Mon retour sur l'exposition Jakuchu au Petit Palais (15/09 au 14/10/18)
La Maison Impériale du Japon, propriétaire des oeuvres du peintre Ito Jakuchu (1716 - 1800), a de manière exceptionnelle - et pour la première fois en Europe - prêté une partie des oeuvres du grand maître, une collection intitulée Le Royaume coloré des êtres vivants (動植綵絵, Dōshoku sai-e). Cette collection de trente peintures sur rouleaux de soie siège pendant une petite durée d'un mois au Petit Palais de Paris, à l'occasion des Japonismes 2018. J'ai évidemment sauté sur l'occasion, et je vous fais part de mes impressions sur cette exposition.

-- DONNÉES AFFICHÉES --

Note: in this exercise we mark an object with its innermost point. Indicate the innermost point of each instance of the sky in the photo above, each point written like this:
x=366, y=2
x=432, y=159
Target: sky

-- CONSIGNE --
Recopiez le passage de l'extrait choisi compris entre « Mon retour sur » et « sur cette exposition. », inclus, en remplaçant « soie » par « papier ».

-- RÉPONSE À L'EXERCICE --
Mon retour sur l'exposition Jakuchu au Petit Palais (15/09 au 14/10/18)
La Maison Impériale du Japon, propriétaire des oeuvres du peintre Ito Jakuchu (1716 - 1800), a de manière exceptionnelle - et pour la première fois en Europe - prêté une partie des oeuvres du grand maître, une collection intitulée Le Royaume coloré des êtres vivants (動植綵絵, Dōshoku sai-e). Cette collection de trente peintures sur rouleaux de papier siège pendant une petite durée d'un mois au Petit Palais de Paris, à l'occasion des Japonismes 2018. J'ai évidemment sauté sur l'occasion, et je vous fais part de mes impressions sur cette exposition.